▶ _EXERCISE TASK_
Rewrite all of the rows below with "formatted sample" changed to "worked sample" and every other part kept the same. Leave the pictures out of your answer.

Labeled area outline rows
----
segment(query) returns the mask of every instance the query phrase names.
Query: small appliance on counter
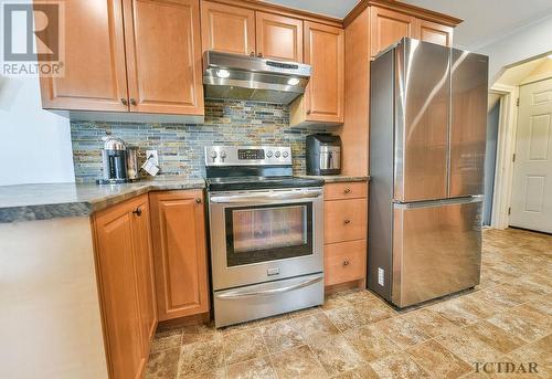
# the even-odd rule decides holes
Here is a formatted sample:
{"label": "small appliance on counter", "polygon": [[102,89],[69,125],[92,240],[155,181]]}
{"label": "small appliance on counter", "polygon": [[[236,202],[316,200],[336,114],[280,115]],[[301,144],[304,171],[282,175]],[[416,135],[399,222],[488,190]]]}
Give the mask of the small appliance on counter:
{"label": "small appliance on counter", "polygon": [[307,136],[307,175],[341,173],[341,138],[330,134]]}
{"label": "small appliance on counter", "polygon": [[104,137],[102,149],[103,178],[98,185],[126,183],[138,180],[138,148],[127,147],[125,141],[117,137]]}

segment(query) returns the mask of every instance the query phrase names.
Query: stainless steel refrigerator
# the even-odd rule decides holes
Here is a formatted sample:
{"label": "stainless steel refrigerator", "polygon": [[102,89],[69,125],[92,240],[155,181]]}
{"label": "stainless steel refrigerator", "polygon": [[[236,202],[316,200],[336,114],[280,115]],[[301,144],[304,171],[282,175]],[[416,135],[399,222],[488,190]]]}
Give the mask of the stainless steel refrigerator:
{"label": "stainless steel refrigerator", "polygon": [[399,307],[479,283],[488,57],[403,39],[371,63],[369,287]]}

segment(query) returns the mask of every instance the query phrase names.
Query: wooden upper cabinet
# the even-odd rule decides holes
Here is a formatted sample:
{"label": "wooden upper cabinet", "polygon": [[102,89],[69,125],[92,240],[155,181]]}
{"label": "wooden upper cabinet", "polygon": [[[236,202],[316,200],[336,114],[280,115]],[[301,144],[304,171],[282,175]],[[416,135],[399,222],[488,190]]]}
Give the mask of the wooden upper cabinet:
{"label": "wooden upper cabinet", "polygon": [[440,23],[418,20],[420,23],[420,39],[432,43],[437,43],[444,46],[453,45],[453,28],[446,27]]}
{"label": "wooden upper cabinet", "polygon": [[64,6],[65,73],[41,77],[42,106],[127,112],[123,0],[64,1]]}
{"label": "wooden upper cabinet", "polygon": [[257,55],[302,62],[302,21],[265,12],[256,12]]}
{"label": "wooden upper cabinet", "polygon": [[417,19],[392,10],[371,7],[371,55],[395,43],[403,36],[418,38]]}
{"label": "wooden upper cabinet", "polygon": [[124,0],[131,112],[203,114],[198,0]]}
{"label": "wooden upper cabinet", "polygon": [[305,63],[312,66],[305,94],[306,119],[342,123],[344,31],[305,21]]}
{"label": "wooden upper cabinet", "polygon": [[202,191],[153,192],[150,201],[159,319],[208,312]]}
{"label": "wooden upper cabinet", "polygon": [[203,51],[255,54],[255,12],[202,1],[201,40]]}

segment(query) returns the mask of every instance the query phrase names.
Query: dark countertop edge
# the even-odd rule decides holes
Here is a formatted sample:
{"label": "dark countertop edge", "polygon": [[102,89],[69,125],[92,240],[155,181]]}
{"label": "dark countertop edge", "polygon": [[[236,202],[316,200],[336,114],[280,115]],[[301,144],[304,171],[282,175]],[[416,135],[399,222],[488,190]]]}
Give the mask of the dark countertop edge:
{"label": "dark countertop edge", "polygon": [[116,206],[137,196],[152,191],[171,191],[185,189],[204,189],[203,179],[191,179],[183,182],[153,182],[125,189],[120,193],[98,196],[98,199],[67,201],[49,204],[14,206],[0,208],[0,223],[22,221],[42,221],[71,217],[88,217],[106,208]]}
{"label": "dark countertop edge", "polygon": [[370,176],[349,176],[349,175],[336,175],[336,176],[316,176],[316,175],[301,175],[301,178],[317,178],[323,179],[325,183],[339,183],[339,182],[354,182],[354,181],[370,181]]}

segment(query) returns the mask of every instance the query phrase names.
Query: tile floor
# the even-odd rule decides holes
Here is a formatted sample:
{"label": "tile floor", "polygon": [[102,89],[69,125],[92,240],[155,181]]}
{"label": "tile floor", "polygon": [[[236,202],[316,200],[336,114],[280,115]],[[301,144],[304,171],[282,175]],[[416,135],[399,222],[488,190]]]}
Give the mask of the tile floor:
{"label": "tile floor", "polygon": [[[538,364],[538,375],[474,362]],[[490,369],[490,367],[488,366]],[[147,378],[551,378],[552,236],[484,234],[481,285],[397,313],[368,291],[216,330],[159,333]]]}

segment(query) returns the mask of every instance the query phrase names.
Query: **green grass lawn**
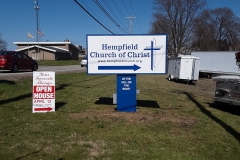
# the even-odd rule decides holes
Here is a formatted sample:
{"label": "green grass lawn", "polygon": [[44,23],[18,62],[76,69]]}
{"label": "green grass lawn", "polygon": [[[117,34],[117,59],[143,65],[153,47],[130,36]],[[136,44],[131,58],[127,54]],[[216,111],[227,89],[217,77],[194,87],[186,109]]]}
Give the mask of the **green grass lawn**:
{"label": "green grass lawn", "polygon": [[240,109],[215,82],[138,75],[137,112],[115,111],[115,75],[56,74],[56,112],[32,113],[32,78],[0,80],[1,159],[239,159]]}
----
▶ _OUTPUT OF THE TASK_
segment(query) returns the mask of every instance the query phrase names.
Query: small appliance on counter
# the even-odd rule decides holes
Here is a worked sample:
{"label": "small appliance on counter", "polygon": [[102,89],[69,125],[92,240],[155,181]]}
{"label": "small appliance on counter", "polygon": [[[236,202],[316,200],[336,114],[280,115]],[[301,144],[304,171],[282,175]],[[416,135],[399,222],[488,190]]]}
Give the mask of the small appliance on counter:
{"label": "small appliance on counter", "polygon": [[307,136],[307,175],[341,173],[341,138],[330,134]]}
{"label": "small appliance on counter", "polygon": [[104,137],[102,149],[103,178],[98,185],[126,183],[138,180],[138,148],[127,147],[125,141],[117,137]]}

segment(query) returns the mask of every instance the query phrase names.
Query: stainless steel refrigerator
# the even-odd rule decides holes
Here is a worked sample:
{"label": "stainless steel refrigerator", "polygon": [[102,89],[69,125],[92,240],[155,181]]}
{"label": "stainless steel refrigerator", "polygon": [[[236,202],[316,200],[336,114],[280,115]],[[301,144],[304,171],[282,175]],[[416,135],[399,222],[488,190]]]}
Give the mask of the stainless steel refrigerator:
{"label": "stainless steel refrigerator", "polygon": [[399,307],[479,283],[488,57],[403,39],[371,63],[369,287]]}

segment(query) returns the mask of every instance the query phrase names.
Query: wooden upper cabinet
# the even-odd rule decides holes
Here is a worked sample:
{"label": "wooden upper cabinet", "polygon": [[102,89],[69,125],[92,240],[155,181]]}
{"label": "wooden upper cabinet", "polygon": [[[236,202],[316,200],[336,114],[280,115]],[[301,144],[304,171],[282,175]],[[416,135],[399,222],[488,190]]]}
Give the mask of the wooden upper cabinet:
{"label": "wooden upper cabinet", "polygon": [[440,23],[418,20],[420,23],[420,39],[432,43],[437,43],[444,46],[453,45],[453,28],[446,27]]}
{"label": "wooden upper cabinet", "polygon": [[64,6],[65,73],[41,77],[42,106],[127,112],[123,0],[64,1]]}
{"label": "wooden upper cabinet", "polygon": [[257,55],[302,62],[302,21],[265,12],[256,12]]}
{"label": "wooden upper cabinet", "polygon": [[417,19],[392,10],[371,7],[371,55],[395,43],[403,36],[418,38]]}
{"label": "wooden upper cabinet", "polygon": [[124,0],[131,112],[203,114],[198,0]]}
{"label": "wooden upper cabinet", "polygon": [[305,63],[312,66],[305,94],[306,119],[342,123],[344,31],[305,21]]}
{"label": "wooden upper cabinet", "polygon": [[202,191],[153,192],[150,201],[159,319],[208,312]]}
{"label": "wooden upper cabinet", "polygon": [[203,51],[255,54],[255,12],[202,1],[201,40]]}

segment(query) returns the mask of every instance the query phrase names.
Query: dark countertop edge
# the even-odd rule decides holes
Here is a worked sample:
{"label": "dark countertop edge", "polygon": [[102,89],[69,125],[92,240],[155,181]]}
{"label": "dark countertop edge", "polygon": [[[236,202],[316,200],[336,114],[280,115]],[[301,144],[304,171],[282,175]],[[416,135],[399,222],[488,190]]]}
Give the mask of the dark countertop edge:
{"label": "dark countertop edge", "polygon": [[116,206],[137,196],[152,191],[171,191],[185,189],[204,189],[203,179],[191,179],[183,182],[153,182],[125,189],[120,193],[98,196],[98,199],[67,201],[49,204],[14,206],[0,208],[0,223],[22,221],[42,221],[71,217],[88,217],[106,208]]}
{"label": "dark countertop edge", "polygon": [[370,176],[349,176],[349,175],[336,175],[336,176],[316,176],[316,175],[301,175],[301,178],[317,178],[323,179],[325,183],[339,183],[339,182],[354,182],[354,181],[370,181]]}

segment(query) returns the mask of every instance the query phrase names.
Query: tile floor
# the even-odd rule decides holes
Here is a worked sample:
{"label": "tile floor", "polygon": [[102,89],[69,125],[92,240],[155,181]]}
{"label": "tile floor", "polygon": [[[236,202],[316,200],[336,114],[280,115]],[[301,144],[304,171],[282,175]],[[416,135],[399,222],[488,190]]]}
Give the mask of the tile floor:
{"label": "tile floor", "polygon": [[[538,364],[538,375],[474,362]],[[490,369],[490,367],[488,366]],[[147,378],[551,378],[552,236],[484,234],[481,285],[397,313],[368,291],[216,330],[159,333]]]}

segment(query) returns the mask of every instance the query phrase names.
Query: **green grass lawn**
# the even-odd rule decides holes
Here is a worked sample:
{"label": "green grass lawn", "polygon": [[44,23],[18,62],[76,69]]}
{"label": "green grass lawn", "polygon": [[[117,34],[117,59],[143,65],[153,47],[130,36]],[[136,44],[131,58],[127,54]],[[216,111],[227,89],[217,77],[194,87],[186,109]]]}
Give the mask of the **green grass lawn**:
{"label": "green grass lawn", "polygon": [[240,109],[215,82],[138,75],[137,112],[115,111],[115,75],[56,74],[56,112],[32,113],[32,78],[0,80],[1,159],[239,159]]}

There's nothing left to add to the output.